_TEXT EXTRACT:_
* start *
Please fill in the information required based on your baseline model

In [None]:
report_template = """
================================================================================
PART 3 FINAL CHALLENGE - Phase I 
================================================================================

Step 3.1 to 3.4

================================================================================
SECTION 1: PROBLEM STATEMENT & APPROACH
================================================================================

1.1 Problem Statement
─────────────────────
Clearly state what problem you're solving:
  • Dataset: Food-101 (101 food categories, ~101k images, or subset)
  • Objective: [Your objective]
  • Performance Goal: [Target accuracy]
  • Constraints: [Time, memory, etc.]

Example:
  "Build a CNN to classify food images into 101 categories with >80% accuracy
   using efficient training on GPU with early stopping."


1.2 Approach
────────────────────
Describe baseline approach (step 3.3):
  • Model architecture: [Type and complexity]
  • Training strategy: [Methods used]
  • Data handling: [Augmentation, preprocessing]
  • Evaluation: [Metrics]

Example:
  "We started with a custom CNN with 4 conv blocks (32→64→128→256 filters),
   trained with Adam optimizer, basic augmentation, and early stopping."


================================================================================
SECTION 2: IMPLEMENTATION DETAILS
================================================================================

2.1 Model Architecture
──────────────────────
Describe the baseline model in step 3.2:

a) Architecture Choice: [Custom CNN / Transfer Learning / Hybrid]
   
   If Custom CNN:
     • Number of layers: [N]
     • Filter progression: [Values]
     • Total parameters: [Number]
     • Key components: [BN, dropout, pooling, etc.]
   
   If Transfer Learning:
     • Base model: [ResNet18/ResNet50/EfficientNet/etc.]
     • Frozen layers: [Which ones]
     • Fine-tuned layers: [Which ones]
     • Custom head: [Architecture]
   
   Example:
     "Custom CNN with 4 convolutional blocks with batch normalization.
      Progressive filter expansion: 32→64→128→256.
      Global average pooling to reduce dimensions.
      Two fully connected layers (512, 256) with dropout.
      Total: 3.2M parameters."


2.2 Data Pipeline
─────────────────
Describe your data handling:

a) Data Augmentation:
   • Techniques used: [List techniques]
   • Why: [Justification]
   • Effect on training: [Observed impact]

   Example:
     "Applied random horizontal/vertical flips, rotation (15°),
      color jitter, and affine transformations.
      Increased generalization and reduced overfitting by ~5%."

b) Data Preprocessing:
   • Image size: [Resolution]
   • Normalization: [Method]
   • Train/test split: [Ratio]
   • Batch size: [Size]

   Example:
     "Resized all images to 224×224 (from 512×512).
      Normalized using ImageNet statistics (mean, std).
      Used 75/25 train/test split (75,750 / 25,250 samples).
      Batch size: 32 (balance between speed and memory)."
* end *
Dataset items
* start *
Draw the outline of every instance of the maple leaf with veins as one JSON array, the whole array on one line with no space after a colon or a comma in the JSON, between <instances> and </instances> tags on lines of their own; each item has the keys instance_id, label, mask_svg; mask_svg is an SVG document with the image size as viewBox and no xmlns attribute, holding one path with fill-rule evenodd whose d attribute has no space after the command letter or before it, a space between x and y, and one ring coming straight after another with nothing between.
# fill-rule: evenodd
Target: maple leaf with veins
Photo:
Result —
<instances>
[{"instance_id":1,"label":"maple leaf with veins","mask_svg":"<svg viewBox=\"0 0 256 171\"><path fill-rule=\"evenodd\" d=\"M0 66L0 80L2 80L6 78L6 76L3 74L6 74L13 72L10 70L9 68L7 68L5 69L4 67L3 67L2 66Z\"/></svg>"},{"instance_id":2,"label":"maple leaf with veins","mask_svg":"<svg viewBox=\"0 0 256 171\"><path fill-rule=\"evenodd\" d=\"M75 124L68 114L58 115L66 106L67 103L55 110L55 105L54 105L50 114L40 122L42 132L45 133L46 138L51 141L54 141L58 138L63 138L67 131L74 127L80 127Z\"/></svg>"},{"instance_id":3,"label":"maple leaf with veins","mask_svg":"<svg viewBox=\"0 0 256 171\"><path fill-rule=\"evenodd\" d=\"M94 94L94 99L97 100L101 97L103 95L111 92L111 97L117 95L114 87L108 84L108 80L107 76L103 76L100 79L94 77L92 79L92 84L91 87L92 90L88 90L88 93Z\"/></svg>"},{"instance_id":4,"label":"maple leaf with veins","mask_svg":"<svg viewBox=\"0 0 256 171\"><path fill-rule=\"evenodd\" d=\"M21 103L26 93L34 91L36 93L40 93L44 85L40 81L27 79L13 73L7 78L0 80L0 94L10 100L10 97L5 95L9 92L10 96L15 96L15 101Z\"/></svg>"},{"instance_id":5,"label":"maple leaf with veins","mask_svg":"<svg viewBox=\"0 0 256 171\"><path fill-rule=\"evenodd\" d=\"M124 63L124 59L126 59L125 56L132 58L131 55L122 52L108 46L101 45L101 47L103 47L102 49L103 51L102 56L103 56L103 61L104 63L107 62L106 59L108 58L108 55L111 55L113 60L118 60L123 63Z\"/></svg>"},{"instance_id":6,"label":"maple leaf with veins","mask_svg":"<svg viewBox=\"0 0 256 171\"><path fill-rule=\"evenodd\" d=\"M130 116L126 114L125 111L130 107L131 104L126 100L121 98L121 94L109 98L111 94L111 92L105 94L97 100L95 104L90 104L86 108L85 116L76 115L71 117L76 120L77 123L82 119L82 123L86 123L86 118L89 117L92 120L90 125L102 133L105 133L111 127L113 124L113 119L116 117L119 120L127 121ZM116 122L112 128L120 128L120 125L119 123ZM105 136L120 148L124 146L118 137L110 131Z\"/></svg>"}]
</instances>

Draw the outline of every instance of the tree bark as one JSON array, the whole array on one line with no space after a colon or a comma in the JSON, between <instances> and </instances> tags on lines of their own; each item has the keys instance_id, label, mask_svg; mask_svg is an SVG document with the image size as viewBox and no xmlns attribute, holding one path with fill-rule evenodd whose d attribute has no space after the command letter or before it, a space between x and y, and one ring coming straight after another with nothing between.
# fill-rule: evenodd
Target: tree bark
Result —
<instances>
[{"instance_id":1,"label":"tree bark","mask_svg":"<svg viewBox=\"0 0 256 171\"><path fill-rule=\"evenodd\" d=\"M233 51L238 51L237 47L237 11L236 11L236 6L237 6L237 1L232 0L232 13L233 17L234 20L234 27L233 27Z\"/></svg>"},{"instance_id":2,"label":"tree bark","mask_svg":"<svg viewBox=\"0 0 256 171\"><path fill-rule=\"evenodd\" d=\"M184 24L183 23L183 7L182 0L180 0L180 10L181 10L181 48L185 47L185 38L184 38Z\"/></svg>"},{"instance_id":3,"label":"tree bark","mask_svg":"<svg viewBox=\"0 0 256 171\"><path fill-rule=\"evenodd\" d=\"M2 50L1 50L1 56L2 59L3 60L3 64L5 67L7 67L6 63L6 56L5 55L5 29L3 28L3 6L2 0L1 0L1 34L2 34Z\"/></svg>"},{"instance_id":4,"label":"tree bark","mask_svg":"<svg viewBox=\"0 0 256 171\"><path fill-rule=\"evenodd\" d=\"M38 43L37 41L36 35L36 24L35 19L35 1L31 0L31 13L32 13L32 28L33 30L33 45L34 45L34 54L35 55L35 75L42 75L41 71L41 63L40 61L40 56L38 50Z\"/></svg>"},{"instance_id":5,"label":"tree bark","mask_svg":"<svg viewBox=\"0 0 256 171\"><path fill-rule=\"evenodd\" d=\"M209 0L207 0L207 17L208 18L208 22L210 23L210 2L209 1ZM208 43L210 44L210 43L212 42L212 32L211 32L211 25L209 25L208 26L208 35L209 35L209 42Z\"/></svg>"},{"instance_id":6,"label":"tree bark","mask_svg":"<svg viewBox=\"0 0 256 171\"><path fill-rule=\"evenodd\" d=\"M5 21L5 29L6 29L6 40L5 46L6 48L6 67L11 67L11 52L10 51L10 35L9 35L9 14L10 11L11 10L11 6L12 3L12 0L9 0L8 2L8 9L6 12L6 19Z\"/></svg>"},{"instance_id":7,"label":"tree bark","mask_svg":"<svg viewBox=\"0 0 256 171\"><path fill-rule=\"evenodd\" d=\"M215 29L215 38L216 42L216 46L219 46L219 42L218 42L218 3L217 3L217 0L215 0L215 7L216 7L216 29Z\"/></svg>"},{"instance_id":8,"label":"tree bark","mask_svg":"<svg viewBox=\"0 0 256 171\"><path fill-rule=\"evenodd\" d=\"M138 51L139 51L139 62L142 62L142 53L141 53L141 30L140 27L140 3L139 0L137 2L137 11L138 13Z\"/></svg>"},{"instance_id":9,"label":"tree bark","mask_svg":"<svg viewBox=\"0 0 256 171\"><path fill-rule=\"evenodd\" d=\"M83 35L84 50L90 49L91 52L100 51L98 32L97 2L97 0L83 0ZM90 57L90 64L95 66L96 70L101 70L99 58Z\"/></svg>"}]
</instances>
* end *
_OBJECTIVE 1:_ According to the report template, how many food categories does the Food-101 dataset contain?
_OBJECTIVE 2:_ Please reproduce the report template's text starting at "1.1 Problem Statement" and ending at "images, or subset)".
_OBJECTIVE 3:_ Translate this sentence from the report template into Spanish: "Clearly state what problem you're solving:"

_TASK OUTPUT 1:_ 101 food categories.

_TASK OUTPUT 2:_
1.1 Problem Statement
─────────────────────
Clearly state what problem you're solving:
  • Dataset: Food-101 (101 food categories, ~101k images, or subset)

_TASK OUTPUT 3:_ Indica claramente qué problema estás resolviendo: